◆ Description of the task: Out of the data below, copy every line with the string "bowl".

◆ Extracted records:

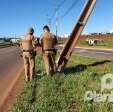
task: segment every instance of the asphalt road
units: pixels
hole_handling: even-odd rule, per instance
[[[7,47],[0,49],[0,103],[9,92],[12,82],[23,68],[20,49]]]
[[[110,50],[75,48],[75,53],[98,59],[113,60],[113,51]]]

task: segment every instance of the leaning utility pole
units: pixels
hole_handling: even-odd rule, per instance
[[[73,49],[75,48],[77,40],[81,35],[95,4],[96,4],[96,0],[87,0],[83,8],[83,11],[81,12],[81,15],[70,35],[70,38],[68,39],[66,45],[64,46],[60,54],[60,57],[58,59],[58,65],[57,65],[57,68],[59,70],[65,67],[69,58],[71,57],[71,54],[73,52]]]

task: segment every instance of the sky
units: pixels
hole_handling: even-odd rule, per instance
[[[65,15],[74,2],[74,7]],[[36,36],[40,36],[43,26],[49,20],[51,32],[55,33],[57,6],[60,7],[57,13],[58,34],[70,34],[85,2],[86,0],[0,0],[0,36],[21,36],[29,27],[34,28]],[[113,0],[97,0],[83,32],[109,30],[113,30]]]

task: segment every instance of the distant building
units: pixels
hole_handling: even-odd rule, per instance
[[[89,35],[90,33],[83,32],[82,35]]]
[[[68,38],[69,37],[69,34],[63,34],[61,35],[61,38]]]
[[[113,33],[113,30],[110,30],[109,32],[110,32],[110,33]]]

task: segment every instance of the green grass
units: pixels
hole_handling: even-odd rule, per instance
[[[62,73],[46,76],[37,56],[37,76],[25,83],[12,112],[113,112],[112,103],[85,102],[88,90],[100,92],[100,79],[113,73],[113,62],[73,55]]]
[[[66,43],[66,39],[59,39],[58,43],[59,44],[65,44]],[[85,39],[79,39],[77,41],[77,46],[86,46],[86,47],[92,47],[91,45],[89,45]],[[105,48],[113,48],[113,39],[105,39],[103,41],[97,42],[96,45],[93,45],[93,47],[105,47]]]
[[[83,39],[80,39],[78,40],[77,42],[77,45],[78,46],[90,46],[88,45],[88,43]],[[101,42],[97,42],[96,45],[94,45],[95,47],[110,47],[110,48],[113,48],[113,39],[106,39],[106,40],[103,40]]]

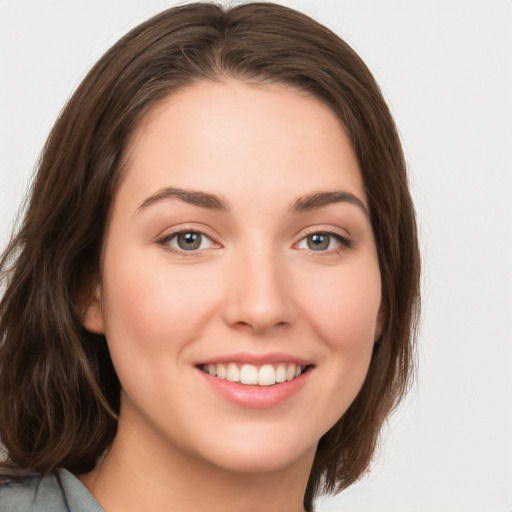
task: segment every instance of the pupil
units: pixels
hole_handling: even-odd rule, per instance
[[[178,235],[178,245],[185,251],[193,251],[201,245],[201,235],[198,233],[182,233]]]
[[[321,251],[329,247],[329,236],[317,233],[308,236],[308,247],[313,251]]]

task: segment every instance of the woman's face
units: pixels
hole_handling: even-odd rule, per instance
[[[151,112],[128,157],[84,320],[121,381],[118,435],[237,472],[311,463],[381,324],[340,122],[284,86],[201,83]]]

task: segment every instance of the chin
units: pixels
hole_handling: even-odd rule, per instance
[[[278,429],[270,435],[228,436],[225,443],[204,447],[203,457],[213,465],[233,473],[283,471],[297,464],[313,463],[318,440],[293,439]],[[219,440],[217,440],[219,441]],[[308,469],[309,471],[309,469]]]

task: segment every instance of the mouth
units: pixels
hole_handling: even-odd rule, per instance
[[[295,380],[311,367],[312,365],[300,365],[292,362],[263,365],[236,362],[198,365],[201,371],[211,377],[245,386],[264,387]]]

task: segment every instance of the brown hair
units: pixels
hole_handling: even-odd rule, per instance
[[[197,81],[286,83],[325,102],[359,160],[386,320],[363,387],[320,440],[305,505],[368,467],[408,388],[419,307],[414,208],[397,130],[355,52],[304,14],[270,3],[197,3],[138,26],[92,68],[44,147],[21,228],[0,260],[4,471],[90,471],[116,434],[120,384],[106,340],[81,323],[98,278],[125,148],[157,102]]]

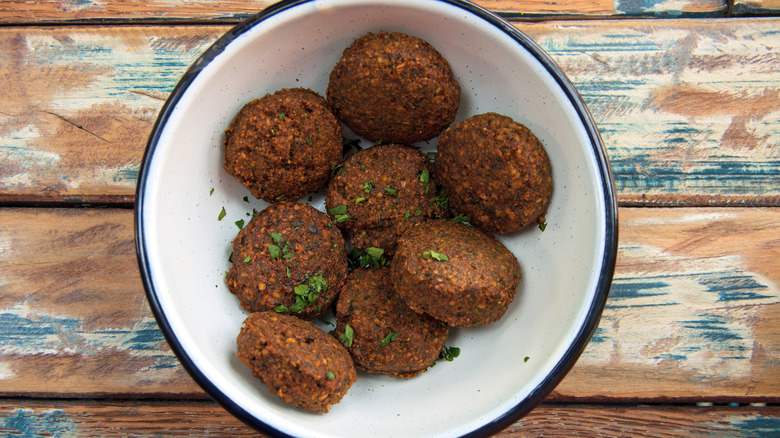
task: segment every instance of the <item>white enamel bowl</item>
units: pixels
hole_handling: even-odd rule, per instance
[[[266,204],[225,173],[222,142],[253,98],[299,86],[324,96],[343,49],[379,30],[421,37],[449,61],[463,94],[457,121],[493,111],[528,126],[549,154],[553,197],[544,231],[500,237],[523,269],[502,320],[453,330],[447,345],[460,357],[412,379],[361,372],[329,413],[312,414],[269,394],[235,356],[246,313],[224,282],[234,222]],[[214,399],[277,436],[482,436],[511,424],[584,349],[617,252],[609,164],[581,98],[527,36],[462,1],[287,1],[238,25],[192,65],[160,112],[136,199],[139,266],[166,339]],[[301,202],[324,206],[321,193]]]

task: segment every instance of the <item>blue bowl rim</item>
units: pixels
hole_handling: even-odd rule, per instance
[[[176,103],[182,98],[189,85],[212,60],[214,60],[220,53],[222,53],[228,44],[230,44],[244,32],[247,32],[269,17],[272,17],[284,10],[294,8],[311,1],[314,0],[282,0],[267,7],[266,9],[246,19],[222,35],[187,69],[179,83],[171,92],[168,100],[160,110],[154,127],[152,128],[152,132],[149,136],[149,141],[141,161],[134,208],[136,234],[135,246],[138,266],[141,272],[141,279],[143,281],[147,300],[149,301],[152,313],[154,314],[166,341],[190,376],[204,389],[204,391],[206,391],[206,393],[208,393],[214,400],[216,400],[223,408],[225,408],[227,411],[229,411],[247,425],[253,427],[259,432],[274,437],[290,437],[290,435],[258,420],[244,408],[231,400],[230,397],[222,392],[198,369],[185,349],[176,339],[173,333],[173,329],[168,322],[168,318],[166,317],[165,311],[162,308],[160,301],[157,299],[155,286],[151,281],[151,266],[149,266],[149,262],[146,257],[144,223],[141,218],[143,217],[143,204],[145,199],[144,193],[148,180],[147,169],[149,168],[168,118],[171,116]],[[531,53],[544,66],[547,72],[558,83],[563,93],[569,99],[570,103],[574,106],[574,109],[587,132],[593,148],[594,157],[598,164],[599,176],[601,178],[601,187],[604,192],[603,201],[606,218],[604,245],[605,251],[601,260],[601,269],[596,285],[596,293],[594,295],[593,301],[591,302],[590,308],[588,309],[585,322],[582,327],[580,327],[579,332],[575,336],[574,342],[572,342],[572,344],[566,350],[566,353],[553,368],[552,372],[550,372],[550,374],[545,379],[543,379],[542,382],[537,385],[533,391],[531,391],[528,397],[521,400],[518,404],[508,409],[506,412],[496,417],[491,422],[484,424],[479,428],[466,433],[465,435],[462,435],[462,437],[484,437],[494,434],[516,422],[525,416],[528,412],[530,412],[539,403],[541,403],[542,400],[544,400],[544,398],[547,397],[547,395],[549,395],[549,393],[552,392],[552,390],[558,385],[558,383],[560,383],[564,376],[566,376],[569,370],[571,370],[571,368],[574,366],[574,363],[577,361],[588,344],[590,338],[593,336],[593,333],[598,326],[599,320],[601,319],[601,313],[604,310],[604,306],[609,295],[609,289],[612,284],[612,278],[615,270],[618,245],[617,199],[615,196],[614,178],[612,176],[612,170],[609,165],[606,148],[604,146],[603,140],[601,139],[601,135],[599,134],[598,127],[593,120],[593,116],[582,100],[582,97],[575,89],[574,85],[569,81],[560,67],[558,67],[558,65],[545,53],[545,51],[514,25],[505,21],[493,12],[482,8],[481,6],[477,6],[471,2],[463,0],[431,1],[448,3],[484,19],[514,39],[518,44],[528,50],[528,52]]]

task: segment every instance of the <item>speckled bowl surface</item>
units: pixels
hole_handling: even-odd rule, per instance
[[[329,413],[312,414],[270,394],[235,355],[246,313],[224,281],[230,242],[235,222],[266,204],[225,173],[222,142],[233,116],[254,98],[298,86],[324,96],[344,48],[379,30],[421,37],[449,61],[462,88],[456,121],[493,111],[528,126],[549,154],[553,197],[544,231],[532,226],[500,236],[523,270],[503,319],[453,329],[447,345],[461,353],[452,362],[408,380],[361,372]],[[418,146],[435,150],[436,141]],[[322,193],[300,202],[324,210]],[[565,75],[515,26],[462,1],[286,1],[225,34],[172,92],[142,163],[136,242],[149,303],[182,364],[258,430],[483,436],[530,411],[585,348],[612,280],[616,211],[590,114]]]

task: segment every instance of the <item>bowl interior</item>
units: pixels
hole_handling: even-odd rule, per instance
[[[549,66],[491,21],[439,1],[310,1],[237,28],[177,88],[150,141],[139,184],[139,257],[160,325],[185,365],[234,413],[263,428],[307,436],[457,436],[488,430],[552,389],[586,342],[606,296],[615,225],[602,146]],[[235,222],[265,203],[222,167],[224,130],[248,101],[285,87],[324,96],[352,40],[400,31],[429,41],[462,88],[457,121],[488,111],[528,126],[552,163],[547,227],[501,236],[523,279],[504,318],[455,329],[453,362],[408,380],[359,373],[328,414],[269,394],[235,356],[246,313],[224,282]],[[205,63],[205,61],[210,61]],[[346,132],[346,131],[345,131]],[[347,134],[350,135],[350,134]],[[595,143],[594,143],[595,141]],[[436,141],[422,143],[433,150]],[[323,209],[322,193],[309,202]],[[219,220],[224,209],[225,216]],[[608,281],[607,281],[608,284]],[[326,328],[327,329],[327,328]],[[527,359],[526,359],[527,358]],[[538,400],[536,400],[538,401]],[[529,406],[530,408],[530,406]],[[487,425],[487,426],[486,426]]]

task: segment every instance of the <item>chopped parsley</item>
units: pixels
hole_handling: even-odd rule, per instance
[[[539,222],[539,229],[544,231],[547,228],[547,222]]]
[[[439,357],[447,362],[452,362],[458,356],[460,356],[460,348],[458,347],[448,347],[445,345],[441,348],[441,352],[439,352]]]
[[[338,207],[333,207],[330,210],[328,210],[330,214],[337,216],[340,214],[345,214],[347,212],[347,206],[346,205],[339,205]]]
[[[213,194],[214,194],[214,187],[212,187],[211,190],[209,191],[209,196],[211,196]]]
[[[274,312],[276,313],[287,313],[289,311],[290,309],[288,309],[287,306],[285,306],[284,304],[274,307]]]
[[[336,378],[336,375],[333,374],[333,371],[328,371],[327,373],[325,373],[325,377],[327,377],[328,380],[333,380]]]
[[[433,251],[433,250],[425,251],[424,253],[422,253],[422,258],[424,258],[424,259],[434,259],[434,260],[438,260],[440,262],[446,262],[446,261],[449,260],[449,257],[447,257],[446,255],[444,255],[444,254],[442,254],[440,252]]]
[[[271,240],[273,240],[275,244],[281,245],[282,244],[282,233],[271,233]]]
[[[412,214],[409,212],[409,210],[406,210],[406,213],[404,213],[404,219],[409,219],[409,217],[410,217],[411,215],[412,215]]]
[[[249,196],[244,196],[244,202],[249,202]]]
[[[398,190],[391,189],[390,187],[385,187],[385,192],[390,196],[398,196]]]
[[[306,137],[306,144],[311,144],[311,135]]]
[[[331,164],[330,165],[330,177],[333,178],[336,175],[336,173],[338,173],[339,169],[341,169],[342,167],[344,167],[343,163],[342,164],[338,164],[338,165]]]
[[[276,260],[282,255],[282,250],[276,245],[268,245],[268,253],[271,254],[271,258]]]
[[[252,261],[252,256],[246,256],[246,258],[243,260],[244,263],[249,263]]]
[[[526,356],[525,358],[523,358],[523,362],[528,362],[528,359],[530,359],[530,357]]]
[[[279,113],[279,120],[284,120],[284,113]]]
[[[378,268],[380,266],[389,266],[390,261],[385,257],[385,250],[374,246],[366,248],[363,252],[357,248],[347,254],[347,261],[350,269],[358,268]]]
[[[365,202],[366,198],[355,198],[355,204],[360,204],[361,202]]]
[[[426,152],[425,157],[428,158],[429,161],[436,160],[436,152]]]
[[[291,312],[301,313],[303,309],[314,304],[320,294],[328,290],[328,282],[322,274],[314,274],[308,279],[308,284],[299,284],[293,288],[295,292],[295,304],[290,308]]]
[[[443,210],[450,209],[450,197],[444,192],[439,193],[438,196],[433,198],[433,202]]]
[[[463,213],[459,213],[457,216],[455,216],[452,219],[450,219],[450,221],[457,222],[459,224],[464,224],[466,222],[471,222],[471,218],[466,216]]]
[[[363,183],[363,191],[366,193],[371,192],[371,189],[374,188],[374,182],[373,181],[366,181]]]
[[[401,336],[400,333],[390,332],[389,335],[385,336],[385,338],[382,339],[382,342],[380,342],[379,345],[381,345],[382,347],[386,347],[389,343],[398,339],[399,336]]]
[[[225,211],[225,207],[222,207],[222,211],[219,212],[219,216],[217,216],[217,220],[222,220],[227,216],[227,211]]]
[[[428,182],[431,179],[431,174],[428,172],[428,169],[423,169],[422,172],[420,172],[420,182],[425,184],[425,194],[428,194],[428,191],[431,189],[431,187],[428,185]]]
[[[348,221],[348,220],[349,220],[349,215],[348,215],[348,214],[337,214],[337,215],[336,215],[336,216],[333,218],[333,222],[335,222],[335,223],[337,223],[337,224],[340,224],[340,223],[342,223],[342,222],[346,222],[346,221]]]
[[[342,333],[341,336],[339,336],[339,340],[345,347],[349,348],[352,346],[352,340],[354,339],[354,337],[355,337],[355,331],[352,330],[352,327],[350,327],[349,324],[346,324],[344,326],[344,333]]]
[[[239,230],[243,229],[244,228],[244,220],[243,219],[237,220],[236,221],[236,226],[238,227]]]

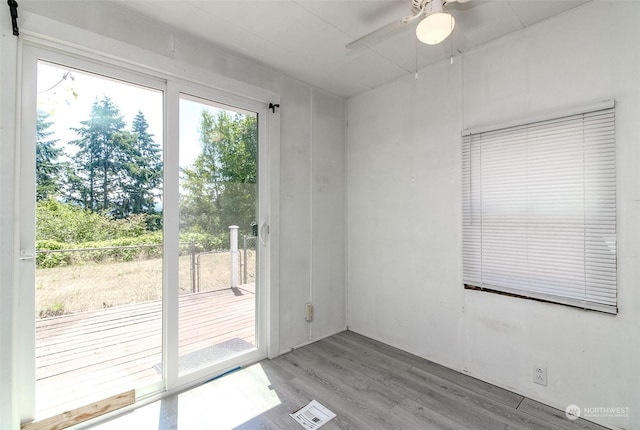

◆ Task result:
task: segment every instance of the <item>white enamel bowl</item>
task: segment every instance of the <item>blue bowl rim</item>
task: segment every instance of the <item>speckled bowl surface</item>
task: segment every instance of the <item>bowl interior</item>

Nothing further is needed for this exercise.